▶ _Exercise description_:
Scale the entries below from the line with "In the image above, find the puppy's" up to and including the line with "444;496;520;570", and give back only those lines in full. Multiply each bounding-box coordinate in the answers by 0.55 and round to whole numbers, with halves rounded up. Keep every other line and number unchanged.
------
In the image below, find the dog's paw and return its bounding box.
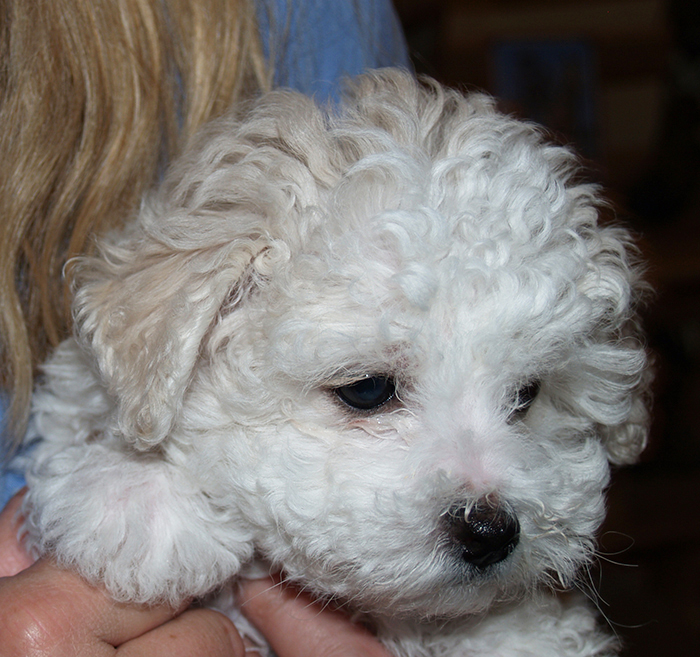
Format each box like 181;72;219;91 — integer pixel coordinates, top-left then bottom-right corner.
23;444;252;605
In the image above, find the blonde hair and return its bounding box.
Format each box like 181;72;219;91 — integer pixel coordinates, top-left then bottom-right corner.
0;0;270;448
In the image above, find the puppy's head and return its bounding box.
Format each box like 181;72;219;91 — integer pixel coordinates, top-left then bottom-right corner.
76;71;647;616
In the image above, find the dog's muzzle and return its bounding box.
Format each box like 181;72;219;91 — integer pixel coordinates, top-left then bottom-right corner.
444;496;520;570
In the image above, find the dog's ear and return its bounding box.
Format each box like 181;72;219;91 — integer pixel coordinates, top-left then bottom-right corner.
74;218;267;449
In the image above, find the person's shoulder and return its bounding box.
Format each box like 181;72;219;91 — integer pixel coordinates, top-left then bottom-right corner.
257;0;410;100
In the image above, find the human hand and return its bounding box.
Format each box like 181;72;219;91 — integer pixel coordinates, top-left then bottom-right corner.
0;496;388;657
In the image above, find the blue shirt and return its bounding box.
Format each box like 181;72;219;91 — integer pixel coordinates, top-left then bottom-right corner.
0;0;411;509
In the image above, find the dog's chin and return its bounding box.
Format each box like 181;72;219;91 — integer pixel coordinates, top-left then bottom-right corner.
274;548;537;622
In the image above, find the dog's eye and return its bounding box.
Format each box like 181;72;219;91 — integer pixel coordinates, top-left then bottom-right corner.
509;379;541;420
334;376;396;411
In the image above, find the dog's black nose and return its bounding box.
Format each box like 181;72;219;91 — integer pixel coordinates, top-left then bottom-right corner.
445;496;520;569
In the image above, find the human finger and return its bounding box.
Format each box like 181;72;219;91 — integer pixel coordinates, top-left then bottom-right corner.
116;609;246;657
239;578;390;657
0;560;179;657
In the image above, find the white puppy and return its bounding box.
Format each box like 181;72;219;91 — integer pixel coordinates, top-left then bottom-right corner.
24;70;648;657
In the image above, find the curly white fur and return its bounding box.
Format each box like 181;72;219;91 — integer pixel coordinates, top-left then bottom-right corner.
24;70;648;657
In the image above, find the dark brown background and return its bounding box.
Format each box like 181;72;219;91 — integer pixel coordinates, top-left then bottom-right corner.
395;0;700;657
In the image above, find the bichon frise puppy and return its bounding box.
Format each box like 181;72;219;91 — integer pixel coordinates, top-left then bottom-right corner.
24;70;648;657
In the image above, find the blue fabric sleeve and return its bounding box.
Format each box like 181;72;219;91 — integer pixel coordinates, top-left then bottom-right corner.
258;0;411;102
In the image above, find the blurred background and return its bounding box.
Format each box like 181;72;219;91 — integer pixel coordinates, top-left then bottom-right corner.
394;0;700;657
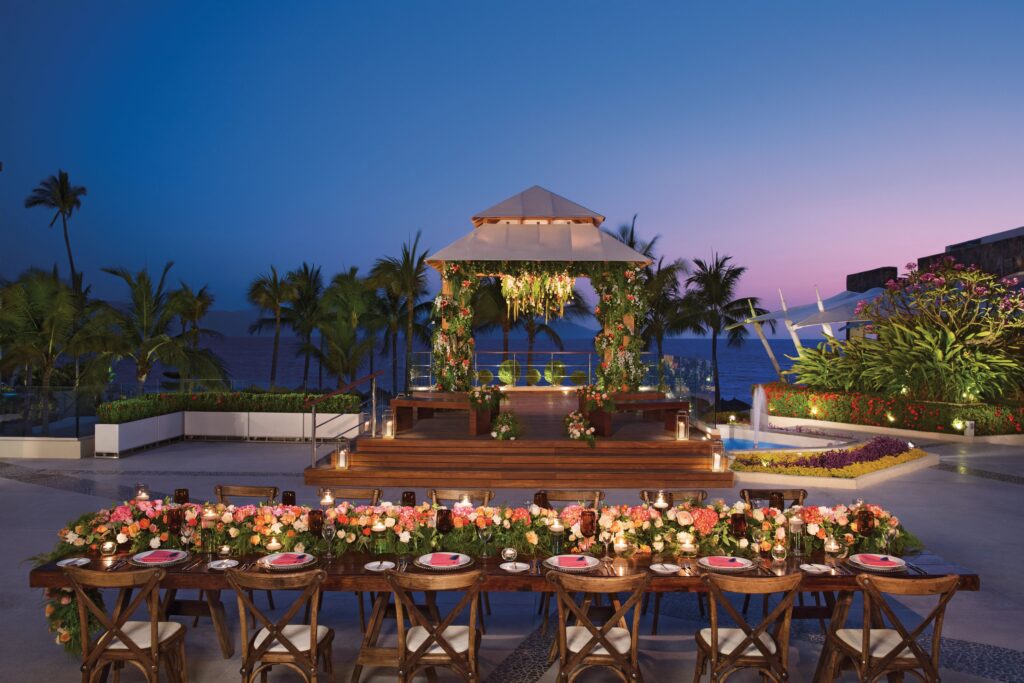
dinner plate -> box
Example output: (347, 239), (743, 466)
------
▶ _Exercise response_:
In the image above, find the puppy's head and return its bounding box.
Format each box like 181;72;219;91 — integer pixel coordinates, top-left then bottom-right corner.
42;39;356;339
In the image above, find the dog's muzzle and return its bounding box.
Format each box like 181;72;219;91 — integer pixel coordinates, top-left then bottom-right corner.
244;273;286;314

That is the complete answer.